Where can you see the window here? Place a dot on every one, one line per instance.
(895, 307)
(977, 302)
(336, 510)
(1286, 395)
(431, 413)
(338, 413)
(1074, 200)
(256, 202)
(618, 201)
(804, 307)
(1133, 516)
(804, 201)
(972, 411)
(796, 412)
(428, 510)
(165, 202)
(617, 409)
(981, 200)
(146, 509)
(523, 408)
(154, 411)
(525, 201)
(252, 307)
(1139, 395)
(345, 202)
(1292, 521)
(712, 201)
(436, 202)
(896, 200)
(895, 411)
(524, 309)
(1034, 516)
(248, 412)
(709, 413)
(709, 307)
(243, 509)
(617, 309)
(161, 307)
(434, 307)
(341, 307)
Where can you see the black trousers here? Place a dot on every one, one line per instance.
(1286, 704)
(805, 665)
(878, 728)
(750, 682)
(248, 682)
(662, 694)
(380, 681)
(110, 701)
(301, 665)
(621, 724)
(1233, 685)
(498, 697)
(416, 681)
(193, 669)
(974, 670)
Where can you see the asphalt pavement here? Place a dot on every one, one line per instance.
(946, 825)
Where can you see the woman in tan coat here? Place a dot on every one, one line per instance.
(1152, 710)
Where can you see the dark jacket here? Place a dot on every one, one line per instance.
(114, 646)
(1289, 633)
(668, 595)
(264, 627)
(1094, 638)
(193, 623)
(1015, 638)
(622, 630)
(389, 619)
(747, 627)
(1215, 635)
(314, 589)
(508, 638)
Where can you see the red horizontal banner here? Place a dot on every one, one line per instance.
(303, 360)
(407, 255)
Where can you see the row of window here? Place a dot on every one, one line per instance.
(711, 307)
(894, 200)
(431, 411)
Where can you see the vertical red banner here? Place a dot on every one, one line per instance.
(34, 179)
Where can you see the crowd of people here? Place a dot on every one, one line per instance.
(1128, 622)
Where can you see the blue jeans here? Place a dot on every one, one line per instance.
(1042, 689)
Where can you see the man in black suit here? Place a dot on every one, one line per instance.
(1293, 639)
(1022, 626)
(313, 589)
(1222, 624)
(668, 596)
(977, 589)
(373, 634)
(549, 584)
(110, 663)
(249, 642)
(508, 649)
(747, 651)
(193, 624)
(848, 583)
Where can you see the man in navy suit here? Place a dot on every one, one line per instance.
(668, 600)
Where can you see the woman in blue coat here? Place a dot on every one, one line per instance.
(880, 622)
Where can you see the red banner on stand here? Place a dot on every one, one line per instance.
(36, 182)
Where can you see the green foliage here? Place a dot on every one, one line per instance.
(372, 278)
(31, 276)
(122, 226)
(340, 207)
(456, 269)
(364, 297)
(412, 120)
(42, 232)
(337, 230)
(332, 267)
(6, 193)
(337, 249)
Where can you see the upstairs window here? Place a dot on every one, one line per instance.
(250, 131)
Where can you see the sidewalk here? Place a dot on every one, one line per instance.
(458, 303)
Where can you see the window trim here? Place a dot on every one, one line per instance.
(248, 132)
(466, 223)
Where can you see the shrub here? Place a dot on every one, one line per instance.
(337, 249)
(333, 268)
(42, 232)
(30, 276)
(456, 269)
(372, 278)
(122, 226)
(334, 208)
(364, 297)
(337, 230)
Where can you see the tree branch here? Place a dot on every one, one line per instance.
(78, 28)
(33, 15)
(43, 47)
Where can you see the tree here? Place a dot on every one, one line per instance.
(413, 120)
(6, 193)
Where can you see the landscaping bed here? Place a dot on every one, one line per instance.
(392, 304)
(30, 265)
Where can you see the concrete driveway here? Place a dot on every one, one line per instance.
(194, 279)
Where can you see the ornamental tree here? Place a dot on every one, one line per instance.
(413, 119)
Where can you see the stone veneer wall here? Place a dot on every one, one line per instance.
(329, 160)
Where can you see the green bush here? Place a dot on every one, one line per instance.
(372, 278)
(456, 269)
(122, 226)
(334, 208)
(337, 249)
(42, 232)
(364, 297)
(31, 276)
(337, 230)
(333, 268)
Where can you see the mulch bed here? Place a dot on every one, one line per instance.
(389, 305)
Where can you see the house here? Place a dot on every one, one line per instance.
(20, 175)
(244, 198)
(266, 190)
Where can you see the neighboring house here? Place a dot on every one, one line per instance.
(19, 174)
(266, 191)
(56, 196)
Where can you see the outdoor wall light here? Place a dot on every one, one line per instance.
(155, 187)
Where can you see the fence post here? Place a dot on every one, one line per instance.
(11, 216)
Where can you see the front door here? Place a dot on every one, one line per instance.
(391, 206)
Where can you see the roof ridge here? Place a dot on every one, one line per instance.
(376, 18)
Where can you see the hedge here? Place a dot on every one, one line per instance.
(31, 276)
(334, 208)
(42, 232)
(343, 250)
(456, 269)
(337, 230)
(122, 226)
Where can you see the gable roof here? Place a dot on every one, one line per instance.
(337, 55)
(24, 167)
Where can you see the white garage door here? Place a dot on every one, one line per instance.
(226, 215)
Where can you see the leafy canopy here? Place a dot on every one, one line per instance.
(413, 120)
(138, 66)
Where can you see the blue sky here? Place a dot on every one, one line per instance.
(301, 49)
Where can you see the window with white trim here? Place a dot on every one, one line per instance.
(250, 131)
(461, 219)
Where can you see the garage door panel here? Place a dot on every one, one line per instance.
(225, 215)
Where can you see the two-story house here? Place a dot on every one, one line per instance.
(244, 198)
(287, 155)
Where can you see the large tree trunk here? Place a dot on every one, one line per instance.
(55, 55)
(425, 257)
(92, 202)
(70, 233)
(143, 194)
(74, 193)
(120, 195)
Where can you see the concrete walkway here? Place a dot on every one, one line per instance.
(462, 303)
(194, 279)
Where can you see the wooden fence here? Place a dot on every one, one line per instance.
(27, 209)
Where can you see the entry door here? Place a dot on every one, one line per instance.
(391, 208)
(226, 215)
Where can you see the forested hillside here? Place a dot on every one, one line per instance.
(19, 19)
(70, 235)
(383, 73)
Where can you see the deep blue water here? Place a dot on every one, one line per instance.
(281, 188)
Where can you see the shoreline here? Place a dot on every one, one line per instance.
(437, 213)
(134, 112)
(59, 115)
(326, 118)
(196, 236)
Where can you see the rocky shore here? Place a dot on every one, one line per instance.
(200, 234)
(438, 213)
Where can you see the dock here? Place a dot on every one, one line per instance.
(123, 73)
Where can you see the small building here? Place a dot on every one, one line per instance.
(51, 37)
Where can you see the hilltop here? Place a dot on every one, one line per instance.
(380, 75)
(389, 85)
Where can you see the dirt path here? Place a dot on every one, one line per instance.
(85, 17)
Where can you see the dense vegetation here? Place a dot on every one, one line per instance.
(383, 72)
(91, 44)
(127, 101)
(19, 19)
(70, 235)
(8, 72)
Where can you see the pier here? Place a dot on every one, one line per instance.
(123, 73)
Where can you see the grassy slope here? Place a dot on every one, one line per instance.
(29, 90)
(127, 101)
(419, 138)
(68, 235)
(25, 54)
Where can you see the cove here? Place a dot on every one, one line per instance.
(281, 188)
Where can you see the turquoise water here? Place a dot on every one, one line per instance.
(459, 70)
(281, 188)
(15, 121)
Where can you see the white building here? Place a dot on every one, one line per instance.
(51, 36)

_AIM_
Please reproduce all of the items above word for word, without changing anything.

_RESPONSE TO THE TASK_
Where can you see the window here? Place a dot on every one, one line per instance.
(895, 307)
(977, 302)
(336, 510)
(1286, 395)
(431, 413)
(338, 413)
(1074, 200)
(256, 202)
(618, 201)
(804, 307)
(1133, 516)
(804, 201)
(972, 411)
(796, 412)
(428, 510)
(165, 202)
(617, 409)
(981, 200)
(146, 509)
(523, 408)
(154, 411)
(525, 201)
(252, 307)
(1139, 395)
(345, 202)
(1292, 521)
(712, 201)
(436, 202)
(896, 200)
(895, 411)
(524, 309)
(1034, 516)
(248, 412)
(709, 413)
(709, 307)
(243, 509)
(617, 309)
(161, 307)
(434, 307)
(341, 307)
Where can you see the black trousers here? Place a dot on every one, one line per instance.
(1286, 704)
(805, 665)
(878, 728)
(750, 682)
(248, 682)
(662, 694)
(380, 681)
(110, 701)
(301, 665)
(621, 724)
(1233, 685)
(498, 697)
(416, 681)
(193, 669)
(974, 670)
Where can you see the asphalt pavement here? Place a dot on every one, one line per instance.
(946, 825)
Where can you see the woman in tan coat here? Place a dot on every one, one line per instance.
(1152, 710)
Where can you see the dark jacket here? Place a dot on every one, one line per instance.
(114, 646)
(1289, 633)
(668, 595)
(264, 627)
(1094, 638)
(193, 623)
(1015, 638)
(622, 630)
(389, 619)
(747, 627)
(1215, 635)
(314, 589)
(508, 638)
Where can you see the red horizontal banner here? Place a dot on every one, one line per instance.
(303, 360)
(407, 255)
Where can you see the row of window here? Place a dot on every one, one line per instance.
(711, 307)
(894, 200)
(431, 411)
Where can you see the vertical red banner here? Place a dot on every one, one line per instance.
(34, 179)
Where can you see the crowd of people here? Place a dot on every one, one line per instance.
(1128, 622)
Where can you see the blue jeans here? Place a dot on every one, one line per instance.
(1042, 689)
Where can you see the man in black suit here? Place a dot on every one, one line per instance.
(1293, 639)
(1022, 626)
(313, 589)
(1222, 624)
(668, 596)
(977, 589)
(373, 634)
(549, 584)
(110, 663)
(249, 642)
(508, 649)
(747, 651)
(193, 624)
(848, 583)
Where can you see the man in navy suit here? Place a dot on every one, one line per instance.
(668, 600)
Where can you see the woman in blue coat here? Place a dot on every one, one line per instance.
(880, 622)
Where can you see the red banner on stand here? Place a dot on every one, one line per instance.
(36, 182)
Where can you see the green foliage here? Place a dot on every one, one line per instance.
(372, 278)
(31, 276)
(122, 226)
(340, 207)
(456, 269)
(364, 297)
(412, 120)
(42, 232)
(337, 230)
(332, 267)
(6, 193)
(337, 249)
Where can you see the upstairs window here? Place a dot on every one, one line per instance.
(250, 131)
Where can you see the sidewalk here? Place a dot on every one, one line per instance.
(458, 303)
Where can you see the window trim here? Place a dot on every one, one line per instance.
(248, 132)
(466, 223)
Where can you see the shrub here? Place a dot on every one, one line per instance.
(337, 249)
(333, 268)
(42, 232)
(30, 276)
(456, 269)
(372, 278)
(122, 226)
(334, 208)
(364, 297)
(337, 230)
Where can you see the tree branch here? Place a dot on every one, one line per instance.
(78, 28)
(33, 15)
(43, 47)
Where can you see the tree here? Place a dot on every one, one line per instance.
(413, 120)
(6, 193)
Where can you see the landscaping bed here? Place a dot on every one, one line per instance.
(392, 304)
(30, 265)
Where can you see the concrete driveway here? Place a dot on every one, one line per instance.
(194, 279)
Where can you see the ornamental tree here? Place a dot on every one, one line per instance.
(413, 119)
Where can you see the stone veneer wall here? Place a dot on every one, one line per instance.
(329, 160)
Where can you see the green bush here? Place a dot on every one, one line per instance.
(372, 278)
(456, 269)
(122, 226)
(334, 208)
(337, 249)
(42, 232)
(364, 297)
(31, 276)
(337, 230)
(333, 268)
Where can you see the mulch bed here? Place a dot on every one, one line per instance.
(389, 305)
Where can you see the house here? Place a dot on every one, one line per instance.
(20, 175)
(244, 198)
(266, 190)
Where can you see the neighboring house here? Place a dot on every one, one line per instance.
(19, 174)
(266, 191)
(56, 196)
Where can you see the outdoor wall light here? Place a dot on every one, one line per instance.
(155, 187)
Where can you see the fence post here? Place a dot on every one, one line per instance.
(11, 216)
Where can you see the front door here? Place a dot on every one, one line per instance.
(391, 206)
Where can you see the roof ridge here? Place a dot on every one, one line per instance.
(376, 18)
Where can you see the hedge here? Place a dot on every one, one line per instance.
(31, 276)
(334, 208)
(42, 232)
(343, 250)
(456, 269)
(337, 230)
(122, 226)
Where can you see the gable roof here? Place a dot on every one, one line per instance.
(337, 55)
(24, 167)
Where can you see the white garage door here? Place a dot on every one, one line per instance.
(226, 215)
Where can you see the leafy canopy here? Place a dot on every one, one line per instance.
(413, 120)
(138, 66)
Where can you see the blue sky here? Place a dot on every one, one line per instance.
(301, 49)
Where can you see the window with white trim here? Place a dot on every one, one line per instance.
(250, 131)
(461, 219)
Where can you see the garage door panel here? Place a dot on every one, one line per instance.
(225, 215)
Where can you see the two-story house here? Place a dot on every one, one line per instance.
(244, 198)
(287, 155)
Where can you see the large tree trunk here? Place a dot on every one, one line per instance.
(55, 55)
(425, 257)
(92, 202)
(70, 233)
(143, 194)
(74, 193)
(120, 195)
Where can you see the concrete walkway here? Place a dot on every one, one line per instance.
(462, 303)
(194, 279)
Where can you see the wooden fence here? Place a dot on every one, one line per instance.
(27, 209)
Where can you see the entry door here? Place a dot on every one, one line per instance.
(391, 208)
(226, 215)
Where can you see the forested hillside here? Place a dot on every one, one line per instance.
(19, 19)
(70, 235)
(383, 73)
Where can you see the deep blue water here? Place a dot on every one, one line per instance.
(281, 188)
Where can you see the shoreline here? Place a dot on every one, one line per instance.
(437, 213)
(134, 112)
(59, 115)
(326, 118)
(196, 236)
Where can you see the rocky shore here? Place a dot on every one, one line per instance.
(200, 234)
(438, 213)
Where can you see the dock here? Place a dot on every one, one line per instance.
(123, 73)
Where can you see the small building here? Place a dot on every one, one line per instance.
(51, 37)
Where can you see the hilltop here? Place a dot on every one, one line per instance.
(380, 75)
(389, 85)
Where can you see the dirt path here? Place a dot on every one, one line per instance.
(85, 17)
Where can you see the dense vegetation here? Place a dot on every one, one line per instance.
(383, 72)
(91, 44)
(127, 101)
(19, 19)
(70, 235)
(8, 72)
Where can you see the pier here? Place a dot on every one, one line per instance.
(123, 73)
Where can you see the grassy slope here? Place a dot on every one, one line per instance.
(29, 90)
(127, 101)
(419, 138)
(68, 235)
(25, 54)
Where can you see the cove here? Place a dot on every one, one line per instance.
(281, 188)
Where can you see the turquoise water here? Place a dot on every one, one line per instance.
(459, 70)
(281, 188)
(15, 121)
Where can you see the white building here? Place a dot on every one, one line per instance.
(51, 36)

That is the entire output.